To do:
1 - Using the post on Konrad Lorenz and imprinting, decide whether each statement agrees with it. Answer yes or no, and quote the words that settle it. (a) Sir Thomas More wrote "Utopia" in 1516. (b) Haldane reprinted Spalding's essay "On Instinct" in 1873. (c) Oskar Heinroth worked at the Berlin Zoo.
2 - Resume the post on Konrad Lorenz and imprinting, picking up after its final sentence.

Given text:
Tuesday, November 18, 2025

Konrad Lorenz Did Not Discover Imprinting


An earlier post on “The Nazi Konrad Lorenz” sparked a few commentators to weigh in to say that Lorenz’s work was important, and to just ignore the Nazi stuff.

OK.  

But what was the work?

Imprinting?

Konrad Lorenz did not discover imprinting any more than Sir Isaac Newton discovered gravity

A few key points and dates about imprinting: 

▪️The idea of imprinting has been well-known for millennia, through simple observation by farmers, and those who capture very young animals from the wild. Anyone who has ever bottle-fed a newborn goat or lamb knows about imprinting, same as every falconer who has lifted a three day-old chick from a nest.

▪️ Imprinting in domestic chickens was sufficiently understood and a topic of common knowledge in 1516 when Sir Thomas More wrote “Utopia”, which featured a description of chickens hatched in artificial incubators. Once hatched, the chicks then imprinted on their human feeders, considered them their mothers, and followed them around.  See >> https://shorturl.at/zaDBG  Note:  More was writing 170 years *before* Newton.

▪️The phenomenon of imprinting was “rediscovered” again by 19th-century amateur biologist Douglas Spalding (1841 – 1877). Spalding’s contribution to the idea of imprinting was highlighted by biologist J. B. S. Haldane, who reprinted Spalding's 1873 essay "On Instinct" in 1954 in order to clarify the history of the subject. Regular readers of this page might remember an earlier post on “Haldane’s Dilemma”.  See >> rb.gy/kb3yo9

▪️Imprinting was then “rediscovered” *again* by Oskar Heinroth, who worked at the Berlin Zoo and then the Berlin Aquarium. A lot of Heinroth’s work focused on imprinting behavior in ducks and geese, and Heinroth’s work was later copied and popularized by his student, Konrad Lorenz.

So the work of Lorenz, as far as imprinting goes, was not about discovery but about popularization.

Available data:
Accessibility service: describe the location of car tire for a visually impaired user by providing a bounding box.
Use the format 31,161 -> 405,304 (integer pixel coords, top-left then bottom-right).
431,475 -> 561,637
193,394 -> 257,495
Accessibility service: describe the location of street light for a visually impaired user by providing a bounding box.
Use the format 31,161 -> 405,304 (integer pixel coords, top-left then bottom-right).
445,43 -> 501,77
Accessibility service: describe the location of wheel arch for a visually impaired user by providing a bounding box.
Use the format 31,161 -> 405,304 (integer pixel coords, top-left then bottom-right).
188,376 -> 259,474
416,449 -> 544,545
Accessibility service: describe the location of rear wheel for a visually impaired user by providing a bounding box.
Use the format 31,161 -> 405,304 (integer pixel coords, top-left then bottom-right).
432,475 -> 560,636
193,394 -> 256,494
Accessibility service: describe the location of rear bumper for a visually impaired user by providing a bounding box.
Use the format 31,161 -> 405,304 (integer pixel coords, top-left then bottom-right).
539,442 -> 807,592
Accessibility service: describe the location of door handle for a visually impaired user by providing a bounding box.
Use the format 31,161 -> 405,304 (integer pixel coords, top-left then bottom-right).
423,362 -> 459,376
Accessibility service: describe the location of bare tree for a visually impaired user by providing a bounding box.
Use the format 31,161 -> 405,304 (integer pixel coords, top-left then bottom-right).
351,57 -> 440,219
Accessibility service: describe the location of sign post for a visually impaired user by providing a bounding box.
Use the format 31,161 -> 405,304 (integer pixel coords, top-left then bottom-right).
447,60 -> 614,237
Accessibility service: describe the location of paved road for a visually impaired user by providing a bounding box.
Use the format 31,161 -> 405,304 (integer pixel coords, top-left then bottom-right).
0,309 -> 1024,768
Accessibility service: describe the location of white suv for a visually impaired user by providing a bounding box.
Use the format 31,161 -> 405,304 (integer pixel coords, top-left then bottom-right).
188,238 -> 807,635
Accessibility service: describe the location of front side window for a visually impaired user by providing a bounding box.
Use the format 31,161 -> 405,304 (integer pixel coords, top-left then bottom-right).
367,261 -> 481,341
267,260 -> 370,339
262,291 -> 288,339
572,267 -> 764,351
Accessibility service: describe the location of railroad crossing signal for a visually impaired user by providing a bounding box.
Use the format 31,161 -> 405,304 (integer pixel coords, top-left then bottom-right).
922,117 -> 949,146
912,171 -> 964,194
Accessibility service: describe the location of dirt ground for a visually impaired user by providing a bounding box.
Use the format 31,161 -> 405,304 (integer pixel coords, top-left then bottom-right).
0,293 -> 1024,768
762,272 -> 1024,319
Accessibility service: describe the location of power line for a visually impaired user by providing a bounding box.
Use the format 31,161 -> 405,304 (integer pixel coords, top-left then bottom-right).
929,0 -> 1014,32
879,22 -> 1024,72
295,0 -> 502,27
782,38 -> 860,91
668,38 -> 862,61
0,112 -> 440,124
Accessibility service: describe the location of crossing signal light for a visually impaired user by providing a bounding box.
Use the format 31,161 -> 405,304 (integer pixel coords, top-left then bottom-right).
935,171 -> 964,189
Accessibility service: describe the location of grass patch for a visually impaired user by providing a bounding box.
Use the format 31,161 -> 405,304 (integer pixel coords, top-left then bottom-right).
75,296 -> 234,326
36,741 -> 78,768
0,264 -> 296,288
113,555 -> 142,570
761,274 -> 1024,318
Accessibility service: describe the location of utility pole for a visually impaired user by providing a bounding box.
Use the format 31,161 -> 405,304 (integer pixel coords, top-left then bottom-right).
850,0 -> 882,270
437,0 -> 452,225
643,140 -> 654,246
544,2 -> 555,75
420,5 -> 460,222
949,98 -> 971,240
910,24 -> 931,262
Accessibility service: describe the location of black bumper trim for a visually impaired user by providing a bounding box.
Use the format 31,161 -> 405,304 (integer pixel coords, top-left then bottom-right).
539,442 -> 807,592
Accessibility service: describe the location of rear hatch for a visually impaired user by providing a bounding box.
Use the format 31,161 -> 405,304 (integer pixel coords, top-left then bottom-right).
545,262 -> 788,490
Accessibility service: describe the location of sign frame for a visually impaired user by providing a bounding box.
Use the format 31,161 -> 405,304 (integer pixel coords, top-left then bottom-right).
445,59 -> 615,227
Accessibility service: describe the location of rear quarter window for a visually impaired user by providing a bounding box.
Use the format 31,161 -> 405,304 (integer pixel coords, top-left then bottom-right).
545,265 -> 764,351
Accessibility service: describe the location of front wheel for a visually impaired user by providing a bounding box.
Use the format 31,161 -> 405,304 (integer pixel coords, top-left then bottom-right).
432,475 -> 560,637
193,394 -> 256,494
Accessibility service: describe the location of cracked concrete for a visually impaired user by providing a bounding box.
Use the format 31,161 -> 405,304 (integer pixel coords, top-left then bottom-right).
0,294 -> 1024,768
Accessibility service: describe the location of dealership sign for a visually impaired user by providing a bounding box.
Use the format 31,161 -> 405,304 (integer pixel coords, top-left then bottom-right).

Answer set:
1 -
(a) Yes: "in 1516 when Sir Thomas More wrote “Utopia”"
(b) No: "reprinted Spalding's 1873 essay "On Instinct" in 1954"
(c) Yes: "who worked at the Berlin Zoo and then the Berlin Aquarium"

2 -
That’s not nothing, but it’s a bit shy of transformative.

It should probably be noted here that there are several kinds of imprinting.  

Filial imprinting is of the type described above with ducks, geese, and chickens following the first moving thing they see, but it also occurs across a great deal of the vertebrate world.

Filial imprinting  is a combination of instinct and learned behavior. The instinctive part is the genetic predisposition of the very young to follow the first thing they see that moves. The learned part occurs when that moving object provides food or warmth. 

When these two forces are combined — instinct and operant conditioning — the imprinting that occurs is likely permanent, and certainly difficult to change. 

Why is it so hard to change?  

That’s because an animal’s neonatal experience can wire, or rewire, the  brain’s limbic system (aka, the paleomammalian cortex) which is involved in emotional processing and motivation in vertebrate animals.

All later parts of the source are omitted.